Start of Block

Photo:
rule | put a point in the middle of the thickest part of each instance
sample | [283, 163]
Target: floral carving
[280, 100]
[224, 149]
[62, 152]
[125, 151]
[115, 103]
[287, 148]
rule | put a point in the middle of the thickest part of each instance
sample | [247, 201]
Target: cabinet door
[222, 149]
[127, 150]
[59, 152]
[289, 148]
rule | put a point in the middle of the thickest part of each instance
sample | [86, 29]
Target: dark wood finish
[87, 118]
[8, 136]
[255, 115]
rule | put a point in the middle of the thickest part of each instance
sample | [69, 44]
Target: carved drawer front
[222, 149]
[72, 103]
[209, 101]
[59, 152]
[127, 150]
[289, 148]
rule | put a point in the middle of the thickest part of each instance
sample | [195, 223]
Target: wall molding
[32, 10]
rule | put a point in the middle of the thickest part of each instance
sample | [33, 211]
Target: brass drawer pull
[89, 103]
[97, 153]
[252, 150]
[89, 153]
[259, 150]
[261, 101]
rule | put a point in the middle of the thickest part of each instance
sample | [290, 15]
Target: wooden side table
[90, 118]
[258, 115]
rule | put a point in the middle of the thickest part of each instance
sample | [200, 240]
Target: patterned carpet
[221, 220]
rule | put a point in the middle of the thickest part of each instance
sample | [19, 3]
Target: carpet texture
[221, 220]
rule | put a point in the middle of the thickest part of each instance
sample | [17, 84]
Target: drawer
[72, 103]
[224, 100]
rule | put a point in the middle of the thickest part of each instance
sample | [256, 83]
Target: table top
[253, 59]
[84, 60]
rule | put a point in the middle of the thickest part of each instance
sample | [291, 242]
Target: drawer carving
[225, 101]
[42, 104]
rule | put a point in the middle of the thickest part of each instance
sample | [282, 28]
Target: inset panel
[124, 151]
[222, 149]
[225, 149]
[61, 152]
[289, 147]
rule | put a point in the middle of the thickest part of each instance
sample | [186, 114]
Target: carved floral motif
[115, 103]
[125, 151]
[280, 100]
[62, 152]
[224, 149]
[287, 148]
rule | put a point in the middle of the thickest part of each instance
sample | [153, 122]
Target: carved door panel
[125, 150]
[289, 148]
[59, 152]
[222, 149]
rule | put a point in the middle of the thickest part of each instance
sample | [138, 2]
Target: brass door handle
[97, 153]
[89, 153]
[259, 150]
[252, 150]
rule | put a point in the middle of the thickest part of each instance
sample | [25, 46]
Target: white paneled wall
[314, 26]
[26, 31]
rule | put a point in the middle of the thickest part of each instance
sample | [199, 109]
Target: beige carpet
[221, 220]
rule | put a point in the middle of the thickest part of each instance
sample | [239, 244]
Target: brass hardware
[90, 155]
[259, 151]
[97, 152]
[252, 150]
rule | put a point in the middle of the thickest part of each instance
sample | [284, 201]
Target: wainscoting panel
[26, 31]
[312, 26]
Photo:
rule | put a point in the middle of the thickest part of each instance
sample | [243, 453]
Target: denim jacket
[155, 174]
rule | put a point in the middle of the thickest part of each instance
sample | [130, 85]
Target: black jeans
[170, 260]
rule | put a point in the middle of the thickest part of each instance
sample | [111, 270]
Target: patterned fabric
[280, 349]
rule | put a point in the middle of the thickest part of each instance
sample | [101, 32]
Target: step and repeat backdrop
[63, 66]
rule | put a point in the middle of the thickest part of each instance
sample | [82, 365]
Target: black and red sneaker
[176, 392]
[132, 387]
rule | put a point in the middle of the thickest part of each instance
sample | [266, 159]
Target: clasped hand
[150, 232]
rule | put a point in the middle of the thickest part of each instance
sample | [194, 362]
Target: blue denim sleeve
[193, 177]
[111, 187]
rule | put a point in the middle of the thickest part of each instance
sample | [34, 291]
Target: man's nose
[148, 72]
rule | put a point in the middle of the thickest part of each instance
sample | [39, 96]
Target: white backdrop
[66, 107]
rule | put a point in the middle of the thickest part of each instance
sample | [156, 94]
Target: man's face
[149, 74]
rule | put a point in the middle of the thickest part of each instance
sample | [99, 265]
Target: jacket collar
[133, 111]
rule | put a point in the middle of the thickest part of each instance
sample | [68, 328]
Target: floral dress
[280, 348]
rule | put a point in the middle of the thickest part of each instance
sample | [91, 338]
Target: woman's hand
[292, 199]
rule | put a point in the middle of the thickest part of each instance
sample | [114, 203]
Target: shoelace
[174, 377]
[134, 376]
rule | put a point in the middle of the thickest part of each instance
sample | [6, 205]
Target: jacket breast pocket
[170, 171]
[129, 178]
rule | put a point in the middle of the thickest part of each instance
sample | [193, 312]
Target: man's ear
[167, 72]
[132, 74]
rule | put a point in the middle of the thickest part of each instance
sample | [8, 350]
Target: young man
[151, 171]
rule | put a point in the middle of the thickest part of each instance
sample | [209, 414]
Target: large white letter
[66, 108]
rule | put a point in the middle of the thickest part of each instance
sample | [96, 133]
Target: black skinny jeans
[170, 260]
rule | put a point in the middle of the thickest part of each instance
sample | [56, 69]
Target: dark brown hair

End of Block

▶ _Exercise description_
The task requires that all the material be restated word for word.

▶ _Answer_
Photo:
rule | put a point in the middle of the thickest part of each instance
sample | [283, 163]
Target: floral carving
[280, 100]
[224, 149]
[62, 152]
[125, 151]
[115, 103]
[287, 148]
rule | put a point in the middle of the thickest part of each instance
sample | [247, 201]
Target: cabinet door
[222, 149]
[127, 150]
[59, 152]
[289, 148]
rule | put a point in the middle of the thickest part of each instance
sample | [86, 29]
Target: dark wood finish
[87, 118]
[8, 136]
[255, 115]
rule | put a point in the middle of the thickest part of each instance
sample | [69, 44]
Target: carved drawer front
[222, 149]
[72, 103]
[209, 101]
[59, 152]
[127, 150]
[289, 148]
rule | put a point in the middle of the thickest part of each instance
sample | [195, 223]
Target: wall molding
[32, 10]
rule | put a point in the middle of the thickest part of each instance
sample | [33, 211]
Target: brass drawer pull
[89, 103]
[97, 153]
[252, 150]
[89, 153]
[259, 150]
[261, 101]
rule | put a point in the middle of the thickest part of each instance
sample | [290, 15]
Target: wooden side table
[90, 118]
[258, 115]
rule | put a point in the middle of the thickest part of each instance
sample | [200, 240]
Target: patterned carpet
[221, 220]
rule | put a point in the middle of the thickest part of each instance
sample | [19, 3]
Target: carpet texture
[221, 220]
rule | put a point in the middle of the thickest part of each instance
sample | [17, 84]
Target: drawer
[72, 103]
[224, 100]
rule | put a point in the middle of the thickest part of each instance
sample | [256, 83]
Target: table top
[253, 59]
[84, 60]
rule | put a point in the middle of the thickest part of each instance
sample | [291, 242]
Target: drawer carving
[225, 101]
[42, 104]
rule | put a point in the middle of the thickest part of each instance
sample | [282, 28]
Target: inset panel
[124, 151]
[222, 149]
[225, 149]
[61, 152]
[289, 147]
rule | put a point in the middle of the thickest part of each instance
sample | [186, 114]
Target: carved floral motif
[115, 103]
[125, 151]
[280, 100]
[62, 152]
[224, 149]
[287, 148]
rule | put a point in the middle of the thickest part of each instance
sample | [153, 122]
Target: carved door panel
[125, 150]
[289, 148]
[59, 152]
[222, 149]
rule | put a point in the middle of the thickest part of each instance
sample | [138, 2]
Target: brass door handle
[97, 153]
[89, 153]
[259, 150]
[252, 150]
rule | put a point in the middle of the thickest part of each instance
sample | [25, 46]
Target: white paneled wall
[314, 26]
[26, 31]
rule | put a point in the middle of the thickest part of each instance
sample | [199, 109]
Target: beige carpet
[221, 220]
rule | put a point in the middle of the thickest part of each instance
sample | [239, 244]
Target: brass hardware
[90, 155]
[259, 151]
[97, 152]
[252, 150]
rule | put a point in the middle of the thickest part of each instance
sample | [284, 201]
Target: wainscoting panel
[26, 31]
[312, 26]
Photo:
rule | put a point in the middle of the thickest part of each instance
sample | [243, 453]
Target: denim jacket
[155, 174]
rule | put a point in the middle of the thickest part of each instance
sample | [130, 85]
Target: black jeans
[170, 260]
rule | put a point in the middle of the thickest part of each instance
sample | [111, 270]
Target: patterned fabric
[280, 349]
rule | put a point in the middle of the thickest part of each instance
sample | [101, 32]
Target: step and repeat backdrop
[63, 66]
rule | put a point in the middle of the thickest part of each instance
sample | [82, 365]
Target: black and red sneaker
[176, 392]
[132, 387]
rule | put a point in the middle of the thickest part of each instance
sample | [266, 159]
Target: clasped hand
[150, 232]
rule | put a point in the middle of the thickest part of each instance
sample | [194, 362]
Target: blue denim sleeve
[193, 177]
[111, 187]
rule | put a point in the middle of the thickest part of each instance
sample | [34, 291]
Target: man's nose
[148, 72]
rule | put a point in the middle of the thickest part of each instance
sample | [39, 96]
Target: white backdrop
[66, 107]
rule | put a point in the middle of the thickest part of each instance
sample | [156, 94]
Target: man's face
[149, 74]
rule | put a point in the middle of the thickest part of each instance
sample | [99, 265]
Target: jacket collar
[133, 111]
rule | put a point in the middle of the thickest part of each instance
sample | [68, 328]
Target: floral dress
[280, 348]
rule | put a point in the middle of the thickest part of each instance
sample | [91, 338]
Target: woman's hand
[292, 199]
rule | put a point in the middle of the thickest part of each instance
sample | [114, 203]
Target: shoelace
[174, 377]
[134, 376]
rule | put a point in the middle of the thickest part of each instance
sample | [6, 205]
Target: jacket breast pocket
[170, 171]
[129, 178]
rule | put a point in the middle of the thickest part of each instance
sample | [193, 312]
Target: man's ear
[167, 72]
[132, 74]
rule | put a point in the middle of the thickest part of each instance
sample | [8, 350]
Target: young man
[151, 171]
rule | put a point in the middle of the thickest part of each instance
sample | [209, 414]
Target: large white letter
[66, 108]
rule | put a point in the middle of the thickest part of each instance
sample | [96, 133]
Target: black skinny jeans
[170, 260]
rule | put a point in the middle of the thickest part of each instance
sample | [56, 69]
Target: dark brown hair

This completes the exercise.